[Problem to solve] Carry on the forum thread about rest between 400s from its last post, adding the next few replies.

[Document passage]
━━━━━━━━━━

How much time/distance between 400s??
How much time/distance between 400s??
It depends on if you doped like Bannister did or not.
the only cutting edge training Bannister did was:
oxygen supplemented training (opposite of altitude
training).
you'll read different work/rest information in different places;
figure 2' rest is a fair figure.
What is with this recent trend for people to obsess about outdated training?
According to various sources, the rest was typically a lap jogged in around two minutes.
This gave Bannister--with (as a medical student) very limited time available for training--five miles in around 30min, with half that distance at mile goal pace.
Keep in mind that Bannister was accompanied on many of these sessions by Chataway (fourth man under 4:00) and/or Brasher (never particularly close to 4:00, but OG SC champ in 1956).
10x440y. So, exactly 5 miles in 30 minutes with a lap jog at 8 minute pace.
SMJO wrote:
What is with this recent trend for people to obsess about outdated training?
What exactly is outdated about 10 x 400?
SMJO wrote:
What is with this recent trend for people to obsess about outdated training?
Different things work for different people. People might enjoy learning about a training routine that apparently helped another to his goal: perhaps they can adapt that routine and benefit.
As an example, if people investigated "true" (Holmér) fartlek, they might find that it could help them, as it seemed to help Gunder Hägg and Arne Andersson to their world records.
50 years of development in training has already polished up those techniques for you.

━━━━━━━━━━

[Records supplied]
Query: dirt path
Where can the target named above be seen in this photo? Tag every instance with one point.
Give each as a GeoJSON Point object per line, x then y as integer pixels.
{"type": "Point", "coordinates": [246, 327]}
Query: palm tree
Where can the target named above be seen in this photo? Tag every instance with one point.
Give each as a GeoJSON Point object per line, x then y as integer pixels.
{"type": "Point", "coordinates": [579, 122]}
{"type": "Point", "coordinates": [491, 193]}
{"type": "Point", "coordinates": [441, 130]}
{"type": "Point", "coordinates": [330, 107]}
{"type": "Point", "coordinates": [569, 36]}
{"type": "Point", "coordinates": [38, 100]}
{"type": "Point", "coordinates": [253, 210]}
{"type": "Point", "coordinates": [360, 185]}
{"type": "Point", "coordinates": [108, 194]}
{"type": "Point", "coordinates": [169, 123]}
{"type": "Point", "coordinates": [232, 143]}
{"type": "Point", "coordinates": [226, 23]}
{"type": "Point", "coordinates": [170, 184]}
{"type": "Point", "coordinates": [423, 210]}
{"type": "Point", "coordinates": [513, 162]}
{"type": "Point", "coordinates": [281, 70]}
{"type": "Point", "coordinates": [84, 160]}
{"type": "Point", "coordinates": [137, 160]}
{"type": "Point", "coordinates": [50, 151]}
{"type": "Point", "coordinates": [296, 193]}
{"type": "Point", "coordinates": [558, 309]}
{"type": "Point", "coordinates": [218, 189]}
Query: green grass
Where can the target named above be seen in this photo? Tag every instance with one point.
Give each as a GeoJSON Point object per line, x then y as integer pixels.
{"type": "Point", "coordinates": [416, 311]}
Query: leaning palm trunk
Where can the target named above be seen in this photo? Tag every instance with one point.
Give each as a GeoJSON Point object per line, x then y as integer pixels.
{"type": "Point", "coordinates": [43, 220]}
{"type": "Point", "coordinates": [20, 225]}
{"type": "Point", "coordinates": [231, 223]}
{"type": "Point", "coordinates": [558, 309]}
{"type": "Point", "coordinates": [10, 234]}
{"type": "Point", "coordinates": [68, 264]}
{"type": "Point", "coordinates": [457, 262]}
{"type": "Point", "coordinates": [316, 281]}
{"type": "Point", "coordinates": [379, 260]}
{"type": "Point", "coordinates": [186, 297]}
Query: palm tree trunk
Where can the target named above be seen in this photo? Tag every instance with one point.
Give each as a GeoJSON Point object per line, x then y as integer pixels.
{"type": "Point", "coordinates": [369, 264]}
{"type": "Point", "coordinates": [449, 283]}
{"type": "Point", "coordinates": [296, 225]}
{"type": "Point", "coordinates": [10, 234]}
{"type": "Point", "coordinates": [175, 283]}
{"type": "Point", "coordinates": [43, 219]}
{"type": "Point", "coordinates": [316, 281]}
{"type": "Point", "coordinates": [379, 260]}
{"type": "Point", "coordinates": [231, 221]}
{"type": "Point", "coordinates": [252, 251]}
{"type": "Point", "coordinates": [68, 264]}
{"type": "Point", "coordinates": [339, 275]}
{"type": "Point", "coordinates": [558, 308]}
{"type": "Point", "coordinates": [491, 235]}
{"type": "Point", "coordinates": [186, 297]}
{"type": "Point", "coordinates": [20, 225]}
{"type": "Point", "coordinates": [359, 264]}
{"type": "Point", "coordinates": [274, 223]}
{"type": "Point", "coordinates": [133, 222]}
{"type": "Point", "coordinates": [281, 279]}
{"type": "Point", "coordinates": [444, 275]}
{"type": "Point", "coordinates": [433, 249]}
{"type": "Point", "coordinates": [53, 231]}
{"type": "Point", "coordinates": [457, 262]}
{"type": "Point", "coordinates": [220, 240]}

━━━━━━━━━━

[Task answer]
SMJO wrote:
50 years of development in training has already polished up those techniques for you.
What's the harm in knowing some of the particulars of our sport's heritage? We know a lot more about astronomy now than Galileo but astronomy classes still study his work because it was groundbreaking.
Thx for the info ...10x440y w/440y rest jog in 2:00. Question for SMJO... What's the issue with this wo? What other single workout would you place in front of this 10x400/2:00r...?
SMJO wrote:
50 years of development in training has already polished up those techniques for you.
[quote]0987554321 wrote:
Thx for the info ...10x440y w/440y rest jog in 2:00.
Question for SMJO... What's the issue with this wo? What other single workout would you place in front of this 10x400/2:00r...?
Lots of coaches use this kind of workout. But these days we don't use 2 min rest prior to peak. We might start with 2 min rest at goal pace, then cut the rest short to running at goal pace with 60 second. Steve Scott and El Guerrouj used rest as short as 30 seconds, at least at times.
What you need to know with that rest period was that Bannister ran that workout as fast as 57 seconds with that 2 min rest shortly before tapering. There's a fairly well-known quote from his log from this period where he said that running at 4 minute pace was almost getting too easy.
What you also need to know is that Bannister ran that sub-4 at the Iffley Road Track. Craig Mottram ran 3:56 on that same track the year before he ran 3:48, so you could argue that Bannister's time would be worth ~3:52 at Stockholm or Rome today.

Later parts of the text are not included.